EXERCISE INSTRUCTIONS ▸ Extract each line in the listing below that contains the string "jacket", matching its case exactly.

## begin DATA ENTRIES

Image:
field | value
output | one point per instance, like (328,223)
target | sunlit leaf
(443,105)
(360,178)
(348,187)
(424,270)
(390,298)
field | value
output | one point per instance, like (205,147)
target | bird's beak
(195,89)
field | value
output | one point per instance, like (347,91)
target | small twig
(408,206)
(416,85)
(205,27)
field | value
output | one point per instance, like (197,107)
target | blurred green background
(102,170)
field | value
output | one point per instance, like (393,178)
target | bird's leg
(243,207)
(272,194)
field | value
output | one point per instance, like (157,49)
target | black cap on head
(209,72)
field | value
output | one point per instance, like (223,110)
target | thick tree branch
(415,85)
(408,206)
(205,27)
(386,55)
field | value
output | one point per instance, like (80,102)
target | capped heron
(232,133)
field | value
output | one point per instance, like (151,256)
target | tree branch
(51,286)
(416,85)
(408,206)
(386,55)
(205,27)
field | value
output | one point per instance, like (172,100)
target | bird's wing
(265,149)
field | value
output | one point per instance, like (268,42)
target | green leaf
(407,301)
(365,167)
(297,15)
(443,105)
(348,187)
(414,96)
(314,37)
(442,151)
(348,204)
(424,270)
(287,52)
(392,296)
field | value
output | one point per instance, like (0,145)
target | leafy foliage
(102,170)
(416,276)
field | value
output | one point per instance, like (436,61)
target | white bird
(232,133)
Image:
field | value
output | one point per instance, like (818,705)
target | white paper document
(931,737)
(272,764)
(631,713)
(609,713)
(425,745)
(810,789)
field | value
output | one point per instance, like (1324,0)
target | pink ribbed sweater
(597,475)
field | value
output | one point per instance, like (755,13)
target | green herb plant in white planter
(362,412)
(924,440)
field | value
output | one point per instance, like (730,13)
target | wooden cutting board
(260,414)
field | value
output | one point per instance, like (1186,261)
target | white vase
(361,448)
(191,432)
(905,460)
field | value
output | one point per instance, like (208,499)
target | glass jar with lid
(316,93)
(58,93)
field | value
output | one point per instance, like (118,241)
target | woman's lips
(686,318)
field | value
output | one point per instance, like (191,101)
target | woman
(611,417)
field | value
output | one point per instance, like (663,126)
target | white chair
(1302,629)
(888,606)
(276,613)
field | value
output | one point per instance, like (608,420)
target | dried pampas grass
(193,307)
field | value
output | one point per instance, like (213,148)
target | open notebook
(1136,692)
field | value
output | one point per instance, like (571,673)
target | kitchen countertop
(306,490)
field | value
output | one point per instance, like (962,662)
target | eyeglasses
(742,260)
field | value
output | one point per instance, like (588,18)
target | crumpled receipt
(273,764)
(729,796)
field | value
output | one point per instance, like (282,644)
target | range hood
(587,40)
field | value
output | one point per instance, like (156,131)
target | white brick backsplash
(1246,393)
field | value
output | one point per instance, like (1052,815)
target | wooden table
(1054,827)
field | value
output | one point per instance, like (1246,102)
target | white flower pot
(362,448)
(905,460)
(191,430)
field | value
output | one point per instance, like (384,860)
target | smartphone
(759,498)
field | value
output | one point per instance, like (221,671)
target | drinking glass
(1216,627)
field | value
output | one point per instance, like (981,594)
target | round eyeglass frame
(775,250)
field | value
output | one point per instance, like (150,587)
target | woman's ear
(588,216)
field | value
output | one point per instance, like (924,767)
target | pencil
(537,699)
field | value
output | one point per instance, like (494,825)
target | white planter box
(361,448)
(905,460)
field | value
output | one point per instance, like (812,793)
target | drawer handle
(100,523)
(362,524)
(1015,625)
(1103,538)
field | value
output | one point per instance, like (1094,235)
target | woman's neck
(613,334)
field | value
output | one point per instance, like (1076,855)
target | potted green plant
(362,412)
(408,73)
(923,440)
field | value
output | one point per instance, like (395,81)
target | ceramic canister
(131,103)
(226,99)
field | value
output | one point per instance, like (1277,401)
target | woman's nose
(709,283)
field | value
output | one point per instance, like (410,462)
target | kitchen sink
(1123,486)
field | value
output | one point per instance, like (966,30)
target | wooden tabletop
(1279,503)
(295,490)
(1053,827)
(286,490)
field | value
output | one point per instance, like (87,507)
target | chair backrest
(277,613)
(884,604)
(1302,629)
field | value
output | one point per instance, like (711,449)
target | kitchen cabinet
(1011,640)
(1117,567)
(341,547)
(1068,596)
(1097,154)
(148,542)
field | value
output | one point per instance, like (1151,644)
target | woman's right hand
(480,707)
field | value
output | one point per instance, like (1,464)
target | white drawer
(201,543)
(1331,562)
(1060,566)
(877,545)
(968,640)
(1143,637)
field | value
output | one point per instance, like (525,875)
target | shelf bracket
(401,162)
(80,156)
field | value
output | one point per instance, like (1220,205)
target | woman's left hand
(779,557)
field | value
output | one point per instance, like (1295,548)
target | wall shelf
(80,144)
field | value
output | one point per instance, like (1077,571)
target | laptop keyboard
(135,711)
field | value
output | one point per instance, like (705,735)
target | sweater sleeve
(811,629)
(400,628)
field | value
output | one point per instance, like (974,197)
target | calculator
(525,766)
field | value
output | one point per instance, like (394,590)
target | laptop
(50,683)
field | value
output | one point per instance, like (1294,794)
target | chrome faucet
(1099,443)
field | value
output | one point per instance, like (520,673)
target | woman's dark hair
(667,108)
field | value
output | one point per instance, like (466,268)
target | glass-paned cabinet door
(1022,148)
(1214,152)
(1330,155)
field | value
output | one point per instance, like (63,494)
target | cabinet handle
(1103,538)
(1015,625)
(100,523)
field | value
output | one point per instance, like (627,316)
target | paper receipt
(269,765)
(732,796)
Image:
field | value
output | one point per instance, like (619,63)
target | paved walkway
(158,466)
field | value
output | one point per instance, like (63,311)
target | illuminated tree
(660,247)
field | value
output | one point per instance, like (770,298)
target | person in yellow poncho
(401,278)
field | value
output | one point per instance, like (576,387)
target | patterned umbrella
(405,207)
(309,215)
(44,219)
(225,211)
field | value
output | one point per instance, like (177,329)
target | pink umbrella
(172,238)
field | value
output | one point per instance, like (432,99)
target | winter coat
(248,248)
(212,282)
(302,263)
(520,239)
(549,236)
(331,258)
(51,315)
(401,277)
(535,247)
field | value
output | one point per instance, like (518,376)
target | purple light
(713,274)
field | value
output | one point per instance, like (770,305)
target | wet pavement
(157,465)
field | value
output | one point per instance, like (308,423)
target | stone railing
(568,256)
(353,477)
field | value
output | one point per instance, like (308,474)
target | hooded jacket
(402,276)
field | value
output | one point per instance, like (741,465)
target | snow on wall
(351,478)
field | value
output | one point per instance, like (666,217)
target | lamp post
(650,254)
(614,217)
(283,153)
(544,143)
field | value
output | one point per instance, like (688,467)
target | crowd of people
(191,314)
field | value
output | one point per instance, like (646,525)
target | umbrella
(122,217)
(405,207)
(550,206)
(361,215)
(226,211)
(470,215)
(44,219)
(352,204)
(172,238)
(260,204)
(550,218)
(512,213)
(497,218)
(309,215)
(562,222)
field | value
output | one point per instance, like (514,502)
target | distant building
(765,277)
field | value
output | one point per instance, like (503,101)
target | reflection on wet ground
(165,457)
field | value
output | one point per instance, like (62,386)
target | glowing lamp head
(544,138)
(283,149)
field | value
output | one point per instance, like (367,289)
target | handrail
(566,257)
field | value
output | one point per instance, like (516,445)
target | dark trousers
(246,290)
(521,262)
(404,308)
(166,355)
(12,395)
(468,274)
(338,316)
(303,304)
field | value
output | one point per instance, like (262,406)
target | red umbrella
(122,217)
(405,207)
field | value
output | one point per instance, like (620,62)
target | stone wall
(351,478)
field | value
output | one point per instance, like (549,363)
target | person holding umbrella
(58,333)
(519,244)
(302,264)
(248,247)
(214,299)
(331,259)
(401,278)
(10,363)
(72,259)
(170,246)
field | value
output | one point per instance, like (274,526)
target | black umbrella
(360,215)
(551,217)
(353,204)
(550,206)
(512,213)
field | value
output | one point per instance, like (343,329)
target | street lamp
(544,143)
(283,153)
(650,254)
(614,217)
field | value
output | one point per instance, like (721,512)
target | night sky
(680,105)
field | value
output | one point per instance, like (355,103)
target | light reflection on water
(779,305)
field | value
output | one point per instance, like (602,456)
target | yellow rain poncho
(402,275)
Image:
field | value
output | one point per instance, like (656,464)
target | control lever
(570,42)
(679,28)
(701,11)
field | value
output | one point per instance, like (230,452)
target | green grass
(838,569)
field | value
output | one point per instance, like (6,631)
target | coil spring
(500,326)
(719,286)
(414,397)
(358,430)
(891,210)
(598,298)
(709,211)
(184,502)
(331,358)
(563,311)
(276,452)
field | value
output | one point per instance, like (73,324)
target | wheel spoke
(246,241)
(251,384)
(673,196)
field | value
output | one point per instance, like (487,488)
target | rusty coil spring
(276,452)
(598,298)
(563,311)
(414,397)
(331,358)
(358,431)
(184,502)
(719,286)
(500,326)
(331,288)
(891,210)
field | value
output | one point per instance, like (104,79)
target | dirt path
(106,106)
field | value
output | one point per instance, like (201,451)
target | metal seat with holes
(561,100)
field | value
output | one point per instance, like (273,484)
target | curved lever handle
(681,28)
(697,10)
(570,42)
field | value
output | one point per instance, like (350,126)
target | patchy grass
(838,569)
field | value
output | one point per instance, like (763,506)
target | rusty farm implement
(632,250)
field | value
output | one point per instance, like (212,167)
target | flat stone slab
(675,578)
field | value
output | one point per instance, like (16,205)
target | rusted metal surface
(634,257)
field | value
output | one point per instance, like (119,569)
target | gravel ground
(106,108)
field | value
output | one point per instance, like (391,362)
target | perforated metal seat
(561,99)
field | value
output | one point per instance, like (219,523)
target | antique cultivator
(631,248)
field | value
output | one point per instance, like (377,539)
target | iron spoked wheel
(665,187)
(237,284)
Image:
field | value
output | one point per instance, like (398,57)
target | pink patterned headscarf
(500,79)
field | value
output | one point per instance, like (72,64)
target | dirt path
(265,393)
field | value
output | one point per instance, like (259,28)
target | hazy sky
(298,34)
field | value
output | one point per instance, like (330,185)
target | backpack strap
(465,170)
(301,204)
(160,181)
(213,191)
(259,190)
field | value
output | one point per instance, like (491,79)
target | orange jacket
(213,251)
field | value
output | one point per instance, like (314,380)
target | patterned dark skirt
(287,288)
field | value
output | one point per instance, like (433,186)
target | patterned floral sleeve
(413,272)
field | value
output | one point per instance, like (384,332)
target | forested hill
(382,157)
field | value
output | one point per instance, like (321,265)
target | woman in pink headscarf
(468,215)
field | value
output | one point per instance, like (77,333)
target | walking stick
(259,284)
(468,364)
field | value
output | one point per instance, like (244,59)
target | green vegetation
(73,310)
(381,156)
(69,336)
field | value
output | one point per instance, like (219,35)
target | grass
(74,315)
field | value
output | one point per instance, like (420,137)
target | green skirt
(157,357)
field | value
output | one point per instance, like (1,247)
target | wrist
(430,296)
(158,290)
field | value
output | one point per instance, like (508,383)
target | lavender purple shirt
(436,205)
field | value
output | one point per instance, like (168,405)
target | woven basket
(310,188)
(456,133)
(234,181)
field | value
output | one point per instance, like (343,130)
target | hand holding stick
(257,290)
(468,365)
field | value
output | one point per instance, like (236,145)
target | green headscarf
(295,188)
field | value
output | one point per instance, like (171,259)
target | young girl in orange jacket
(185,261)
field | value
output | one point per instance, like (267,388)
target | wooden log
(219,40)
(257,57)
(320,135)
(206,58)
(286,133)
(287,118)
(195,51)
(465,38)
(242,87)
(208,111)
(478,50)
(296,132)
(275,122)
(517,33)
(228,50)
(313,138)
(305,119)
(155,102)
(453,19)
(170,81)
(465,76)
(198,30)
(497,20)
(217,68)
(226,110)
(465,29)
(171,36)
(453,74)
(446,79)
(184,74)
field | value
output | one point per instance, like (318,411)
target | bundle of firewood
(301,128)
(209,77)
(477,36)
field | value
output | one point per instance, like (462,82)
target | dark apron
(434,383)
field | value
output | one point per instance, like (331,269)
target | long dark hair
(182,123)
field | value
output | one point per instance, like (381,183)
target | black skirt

## end DATA ENTRIES

ANSWER FOR THIS EXERCISE ▸
target | hooded jacket
target | orange jacket
target | young girl in orange jacket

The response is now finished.